**Written task**
Revise the data below by replacing every occurrence of "even-odd" with "nonzero". Leave everything else unchanged.

====

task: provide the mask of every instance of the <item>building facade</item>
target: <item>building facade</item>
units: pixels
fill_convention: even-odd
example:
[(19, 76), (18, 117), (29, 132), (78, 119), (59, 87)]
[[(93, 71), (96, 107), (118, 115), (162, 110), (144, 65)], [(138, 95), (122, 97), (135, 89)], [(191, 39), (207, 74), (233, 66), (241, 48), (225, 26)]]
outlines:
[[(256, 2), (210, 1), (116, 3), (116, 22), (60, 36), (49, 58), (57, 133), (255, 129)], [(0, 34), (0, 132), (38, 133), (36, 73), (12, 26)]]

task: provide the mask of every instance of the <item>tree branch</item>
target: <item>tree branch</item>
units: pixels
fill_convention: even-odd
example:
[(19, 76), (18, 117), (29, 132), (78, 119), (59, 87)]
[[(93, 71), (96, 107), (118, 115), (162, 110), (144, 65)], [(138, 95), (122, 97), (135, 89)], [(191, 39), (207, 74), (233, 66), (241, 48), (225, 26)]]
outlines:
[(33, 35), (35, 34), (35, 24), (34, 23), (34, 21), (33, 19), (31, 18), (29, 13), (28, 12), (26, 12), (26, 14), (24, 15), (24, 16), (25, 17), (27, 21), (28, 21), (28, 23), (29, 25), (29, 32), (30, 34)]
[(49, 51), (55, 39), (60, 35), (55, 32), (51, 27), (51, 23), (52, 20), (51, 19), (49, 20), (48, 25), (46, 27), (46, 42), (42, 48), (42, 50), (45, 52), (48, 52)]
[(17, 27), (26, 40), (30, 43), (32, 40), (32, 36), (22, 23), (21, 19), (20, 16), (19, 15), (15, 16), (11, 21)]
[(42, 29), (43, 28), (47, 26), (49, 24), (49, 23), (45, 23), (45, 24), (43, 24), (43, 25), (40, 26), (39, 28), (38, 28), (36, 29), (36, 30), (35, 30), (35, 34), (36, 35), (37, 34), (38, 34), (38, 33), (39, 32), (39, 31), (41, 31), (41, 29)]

====

**Answer to this task**
task: provide the mask of every instance of the <item>building facade</item>
target: <item>building facade</item>
units: pixels
fill_convention: nonzero
example:
[(19, 76), (18, 117), (29, 132), (78, 119), (59, 87)]
[[(93, 71), (96, 107), (118, 115), (162, 110), (144, 65)], [(138, 95), (122, 97), (135, 89)], [(191, 39), (207, 74), (233, 66), (241, 48), (225, 26)]]
outlines:
[[(256, 2), (210, 1), (116, 3), (116, 22), (60, 36), (49, 58), (57, 133), (255, 129)], [(0, 34), (0, 132), (38, 133), (36, 73), (12, 26)]]

task: provide the mask of every instance of the <item>tree branch</item>
target: <item>tree branch</item>
units: pixels
fill_convention: nonzero
example:
[(19, 76), (18, 117), (29, 132), (78, 119), (59, 87)]
[[(93, 71), (96, 107), (118, 115), (162, 110), (144, 65)], [(138, 95), (122, 97), (135, 89)], [(191, 39), (207, 74), (233, 66), (241, 48), (225, 26)]]
outlines:
[(33, 35), (35, 34), (35, 24), (34, 23), (34, 21), (33, 19), (31, 18), (29, 13), (28, 12), (26, 12), (26, 14), (24, 15), (24, 16), (25, 17), (27, 21), (28, 21), (28, 23), (29, 25), (29, 32), (30, 34)]
[(49, 51), (55, 39), (60, 35), (55, 32), (51, 27), (51, 23), (52, 20), (51, 19), (49, 20), (48, 25), (46, 27), (46, 42), (42, 48), (42, 50), (45, 52), (48, 52)]
[(17, 27), (26, 40), (30, 43), (32, 40), (32, 36), (22, 23), (21, 19), (20, 16), (19, 15), (15, 16), (11, 21)]
[(42, 29), (43, 28), (47, 26), (49, 24), (49, 23), (45, 23), (45, 24), (43, 24), (43, 25), (40, 26), (39, 28), (38, 28), (36, 29), (36, 30), (35, 30), (35, 34), (36, 35), (37, 34), (38, 34), (38, 33), (39, 32), (39, 31), (41, 31), (41, 29)]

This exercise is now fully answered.